## [SET TASK 1]
Collect every line of the records that contains the string "road". Case counts.

## [PASSAGE PROVIDED]
⟨

Notable Releases of the Week (2/28)
This week’s Notable Releases include Panda Bear’s peppy new solo album, Cloakroom’s post-shoegaze concept LP, This Will Destroy You offshoot You, Infinite, and more.

This was a pretty big week for music festival announcements, with Warped Tour, When We Were Young day 2, Shaky Knees, Louder Than Life, Green Man, Iceland Airwaves, Festival d’été de Québec, Upstate NY’s Borderland, and Maine’s new Back Cove fest all announcing lineups, not to mention an exciting update from Vegas emo fest Best Friends Forever. Both Shaky Knees and Louder Than Life share headliner Deftones, who also began their massive headlining tour this week with support from Fleshwater and The Mars Volta, the latter of whom appear to have debuted an entire new album live at night one.
It’s also a good week for new albums, seven of which I highlight below. Bill covers more in Indie Basement, including The Chills, Doves, Andy Bell (of Ride), bdrmm, and Everything Is Recorded (ft. Sampha, Florence Welch, Bill Callahan, Kamasi Washington & many other guests), and this week’s honorable mentions include Cheekface, Boldy James’ third album of 2025 (with producer Chuck Strangers), The Men, The Residents, LISA (of BLACKPINK, and who’s also currently starring as Mook in the new season of The White Lotus) Miya Folick, Year of the Cobra, Gunn-Truscinski Duo, Venamoris (Dave & Paula Lombardo), Reason, Ichiko Aoba, Yves Jarvis, David Grubbs, Marie Davidson, Deep Sea Diver, Godswounds (ex-Mr. Bungle), Vacuous, Hachiku, Bonnie Trash, Rattle, Daniel Carter & Ayumi Ishito, Edith Frost, saoirse dream, Domestic Drafts (Andy Cush of Garcia Peoples), Sports Team, Cornelia Murr, The Vapors, Pink Turns Blue, Kilbourne, Kip Moore, Mae Martin, Avantasia, Artemis, Aloe Blacc, Big Black Delta, The Ting Tings, Rebecca Black, BANKS, Architects, the deluxe edition of serpentwithfeet’s GRIP, the Mdou Moctar acoustic album, the instrumental Unknown Mortal Orchestra album, the Yo La Tengo EP score to Old Joy, the starsfadingoutquietly EP, the Lucrecia Dalt EP, the Pierre Kwenders EP, the Heaven’s Club (Deafheaven, Marbled Eye) EP, the Reggie Watts & CAPYAC EP, the Homeboy Sandman & Illingsworth EP, the guest-filled 10th anniversary edition of Free Throw’s Those Days Are Gone, the unearthed Ella Fitzgerald 1967 live album, and Dirkschneider’s re-recording of Accept’s Balls To The Wall.
Read on for my picks. What’s your favorite release of the week?
Panda Bear – Sinister Grift (Domino)

⟩

## [STORED RECORDS]
⟨

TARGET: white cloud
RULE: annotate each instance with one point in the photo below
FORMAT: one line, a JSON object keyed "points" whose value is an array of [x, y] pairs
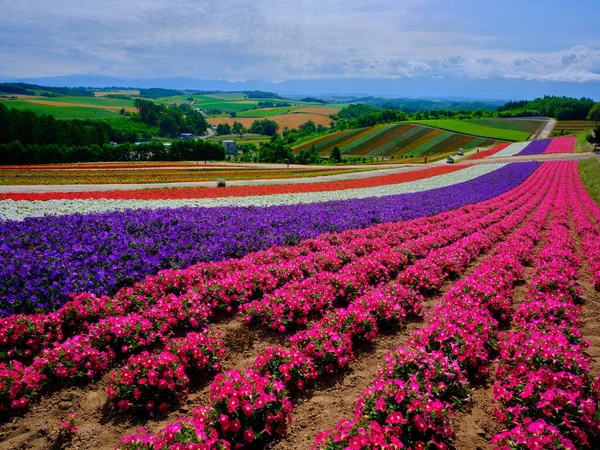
{"points": [[264, 40]]}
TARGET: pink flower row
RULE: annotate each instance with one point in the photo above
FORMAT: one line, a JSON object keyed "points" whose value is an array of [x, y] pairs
{"points": [[220, 284], [327, 346], [565, 144], [409, 405], [132, 386], [177, 301], [89, 354], [548, 397]]}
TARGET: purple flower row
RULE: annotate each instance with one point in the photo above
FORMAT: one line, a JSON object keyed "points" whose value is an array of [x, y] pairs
{"points": [[43, 260]]}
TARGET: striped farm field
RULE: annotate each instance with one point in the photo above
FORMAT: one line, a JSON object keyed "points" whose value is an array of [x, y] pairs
{"points": [[372, 139], [385, 316], [476, 129], [397, 141], [532, 126], [574, 125]]}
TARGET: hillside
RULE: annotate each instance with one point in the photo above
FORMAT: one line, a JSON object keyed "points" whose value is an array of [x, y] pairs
{"points": [[404, 140], [487, 128]]}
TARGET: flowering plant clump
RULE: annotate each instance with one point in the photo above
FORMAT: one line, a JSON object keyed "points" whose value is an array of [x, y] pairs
{"points": [[184, 433], [396, 403], [149, 383], [198, 350], [24, 336], [329, 349], [247, 408], [533, 434], [289, 366], [75, 358], [124, 334], [547, 396], [137, 243], [434, 373], [467, 335], [354, 321], [17, 385]]}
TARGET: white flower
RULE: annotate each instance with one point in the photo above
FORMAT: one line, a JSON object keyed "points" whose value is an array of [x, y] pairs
{"points": [[19, 210]]}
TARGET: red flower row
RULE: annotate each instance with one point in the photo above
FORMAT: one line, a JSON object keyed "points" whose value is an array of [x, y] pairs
{"points": [[238, 191]]}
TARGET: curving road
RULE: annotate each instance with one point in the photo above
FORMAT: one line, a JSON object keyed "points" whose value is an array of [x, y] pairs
{"points": [[381, 170]]}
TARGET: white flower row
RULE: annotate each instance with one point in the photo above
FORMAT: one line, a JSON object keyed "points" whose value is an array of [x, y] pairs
{"points": [[19, 210], [511, 150]]}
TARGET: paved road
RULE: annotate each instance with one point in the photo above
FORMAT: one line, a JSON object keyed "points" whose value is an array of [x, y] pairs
{"points": [[545, 133], [384, 170]]}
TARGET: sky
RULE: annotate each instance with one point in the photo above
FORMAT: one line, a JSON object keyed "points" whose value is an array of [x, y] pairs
{"points": [[301, 40]]}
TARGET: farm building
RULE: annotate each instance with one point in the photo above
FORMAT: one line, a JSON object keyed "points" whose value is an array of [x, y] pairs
{"points": [[229, 147]]}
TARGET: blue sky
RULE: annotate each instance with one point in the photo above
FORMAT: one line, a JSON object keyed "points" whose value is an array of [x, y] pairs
{"points": [[291, 40]]}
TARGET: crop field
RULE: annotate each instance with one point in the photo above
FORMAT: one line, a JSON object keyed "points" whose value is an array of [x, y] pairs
{"points": [[573, 125], [267, 112], [292, 120], [131, 93], [31, 175], [391, 311], [65, 110], [396, 140], [484, 130], [532, 126]]}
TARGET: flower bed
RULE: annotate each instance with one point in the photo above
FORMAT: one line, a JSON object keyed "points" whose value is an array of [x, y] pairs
{"points": [[237, 191], [322, 350], [22, 209], [565, 144], [492, 151], [547, 394], [130, 245]]}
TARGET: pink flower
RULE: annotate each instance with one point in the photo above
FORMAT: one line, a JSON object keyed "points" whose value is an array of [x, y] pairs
{"points": [[248, 435]]}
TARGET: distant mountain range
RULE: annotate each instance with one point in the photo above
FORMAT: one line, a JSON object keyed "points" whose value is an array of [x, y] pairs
{"points": [[447, 89]]}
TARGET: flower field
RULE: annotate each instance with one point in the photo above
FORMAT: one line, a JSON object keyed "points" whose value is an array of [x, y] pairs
{"points": [[150, 174], [402, 311], [565, 144]]}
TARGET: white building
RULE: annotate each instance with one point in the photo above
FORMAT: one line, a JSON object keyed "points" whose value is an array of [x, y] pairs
{"points": [[229, 147]]}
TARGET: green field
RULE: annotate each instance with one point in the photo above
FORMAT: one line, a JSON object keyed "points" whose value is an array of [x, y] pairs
{"points": [[131, 125], [258, 113], [466, 127], [100, 101], [404, 140], [66, 112], [529, 125]]}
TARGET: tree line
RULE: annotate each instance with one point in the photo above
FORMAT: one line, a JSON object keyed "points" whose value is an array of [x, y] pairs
{"points": [[190, 150], [171, 120]]}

⟩

## [SET TASK 2]
Resume the weekly notable-releases roundup from the point where it stops.

## [TASK RESULT 1]
TARGET: curving road
TARGET: paved road

## [TASK RESULT 2]
If ‘Sinister Grift’ isn’t Panda Bear’s most accessible album yet then it’s at least his peppiest, and it’s got help from Cindy Lee, Rivka from Spirit of the Beehive, all three other members of Animal Collective, and more
Noah Lennox is no stranger to receiving Brian Wilson comparisons, but usually it’s for taking Brian’s slower, trippier side into even hazier territory. I don’t know if I’ve ever heard him channel the peppy warmth of pre-Pet Sounds Beach Boys the way he does on Sinister Grift. You can hear the difference right from opening track “Praise,” a song with enough of a hop in its step to sound like Panda Bear’s very own “California Girls.” It’s got such a sturdy, rockin’ rhythm section that it makes “My Girls” sound slurred and woozy in comparison, and it’s not the only song on Sinister Grift that embraces surfy rock & roll and tropical pop. For an artist who’s said to have released his “most accessible” album more than once in his career thus far, he might’ve just done it again.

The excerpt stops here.